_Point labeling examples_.
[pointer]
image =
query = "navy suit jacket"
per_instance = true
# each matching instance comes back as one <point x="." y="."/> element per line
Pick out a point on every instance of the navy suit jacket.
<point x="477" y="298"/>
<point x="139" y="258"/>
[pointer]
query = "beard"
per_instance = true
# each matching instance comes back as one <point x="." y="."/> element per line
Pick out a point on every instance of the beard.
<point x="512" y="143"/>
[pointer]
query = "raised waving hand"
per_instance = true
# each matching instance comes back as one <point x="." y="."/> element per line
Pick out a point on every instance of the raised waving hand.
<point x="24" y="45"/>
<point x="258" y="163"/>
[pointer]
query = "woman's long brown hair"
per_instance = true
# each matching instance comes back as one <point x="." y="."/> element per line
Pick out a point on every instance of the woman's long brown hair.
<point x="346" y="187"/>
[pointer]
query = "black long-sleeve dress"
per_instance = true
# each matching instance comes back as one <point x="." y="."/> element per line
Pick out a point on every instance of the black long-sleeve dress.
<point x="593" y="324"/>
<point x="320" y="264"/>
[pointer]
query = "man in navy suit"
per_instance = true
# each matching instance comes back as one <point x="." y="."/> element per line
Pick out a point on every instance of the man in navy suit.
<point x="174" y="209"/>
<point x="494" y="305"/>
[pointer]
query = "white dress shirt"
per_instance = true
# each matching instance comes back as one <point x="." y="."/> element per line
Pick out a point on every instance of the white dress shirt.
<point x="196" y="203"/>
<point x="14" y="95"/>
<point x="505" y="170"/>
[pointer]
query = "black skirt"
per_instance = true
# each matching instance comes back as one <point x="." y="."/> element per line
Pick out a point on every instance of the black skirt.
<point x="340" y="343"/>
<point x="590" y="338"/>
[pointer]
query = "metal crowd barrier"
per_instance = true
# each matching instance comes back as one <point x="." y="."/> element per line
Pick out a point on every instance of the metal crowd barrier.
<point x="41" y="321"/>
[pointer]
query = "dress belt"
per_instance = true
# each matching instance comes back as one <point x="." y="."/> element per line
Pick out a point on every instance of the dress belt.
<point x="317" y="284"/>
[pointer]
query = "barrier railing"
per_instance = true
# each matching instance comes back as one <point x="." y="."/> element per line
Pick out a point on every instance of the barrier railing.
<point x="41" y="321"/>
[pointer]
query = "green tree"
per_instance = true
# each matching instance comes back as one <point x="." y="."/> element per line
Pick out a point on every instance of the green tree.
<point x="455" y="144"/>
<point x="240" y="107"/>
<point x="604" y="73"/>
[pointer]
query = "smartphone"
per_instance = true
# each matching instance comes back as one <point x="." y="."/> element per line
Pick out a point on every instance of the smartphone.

_PROBLEM_. Above are the records; copy all of them exactly.

_EXERCISE ANSWER_.
[pointer]
image =
query = "navy suit jacket"
per_instance = true
# each matching instance comes back as one <point x="." y="."/> element per line
Pick out a point on every instance of the navy suit jacket.
<point x="477" y="298"/>
<point x="139" y="258"/>
[pointer]
query = "beard"
per_instance = true
# each matching instance comes back as one <point x="." y="."/> element per line
Pick out a point on every instance of the beard.
<point x="512" y="143"/>
[pointer]
query = "raised waving hand"
per_instance = true
# each matching instance comes back as one <point x="." y="."/> element per line
Pick out a point on every instance of the raised waving hand.
<point x="24" y="45"/>
<point x="258" y="163"/>
[pointer]
query = "woman's long brown hair"
per_instance = true
# each matching instance comes back as one <point x="." y="."/> element per line
Pick out a point on every instance of the woman's long brown hair.
<point x="346" y="187"/>
[pointer]
query = "black long-sleeve dress"
per_instance = true
# each matching instance comes back as one <point x="." y="."/> element per line
Pick out a point on every instance of the black long-sleeve dress.
<point x="593" y="324"/>
<point x="320" y="264"/>
[pointer]
query = "man in navy suit"
per_instance = true
# each matching instance comes back as one <point x="." y="."/> element per line
Pick out a point on every instance of the man in navy suit.
<point x="174" y="209"/>
<point x="494" y="305"/>
[pointer]
query = "white dress shirt"
per_instance = true
# each matching instance comes back as one <point x="." y="."/> element per line
Pick out a point on every instance of the white dress shirt.
<point x="196" y="203"/>
<point x="14" y="95"/>
<point x="505" y="170"/>
[pointer]
query = "black skirt"
per_instance = true
# each matching instance comes back as one <point x="." y="."/> element per line
Pick out a point on every instance of the black skirt.
<point x="340" y="343"/>
<point x="590" y="338"/>
[pointer]
query = "metal crowd barrier"
per_instance = true
# each matching instance comes back as one <point x="." y="."/> element per line
Pick out a point on every instance of the metal crowd barrier.
<point x="41" y="321"/>
[pointer]
query = "dress belt"
per_instance = true
# each matching instance comes back as one <point x="." y="."/> element per line
Pick out a point on every instance of the dress belt.
<point x="317" y="284"/>
[pointer]
query = "barrier railing"
per_instance = true
# each matching instance comes back as one <point x="." y="."/> element per line
Pick out a point on every instance of the barrier railing.
<point x="41" y="321"/>
[pointer]
query = "green tree"
per_instance = true
# each matching instance comes back as one <point x="." y="."/> element per line
Pick out a point on every instance of the green tree.
<point x="455" y="144"/>
<point x="240" y="107"/>
<point x="604" y="73"/>
[pointer]
query = "smartphone"
per_instance = true
# each matching instance comes back as one <point x="." y="."/> element per line
Pick out a point on every instance of the smartphone.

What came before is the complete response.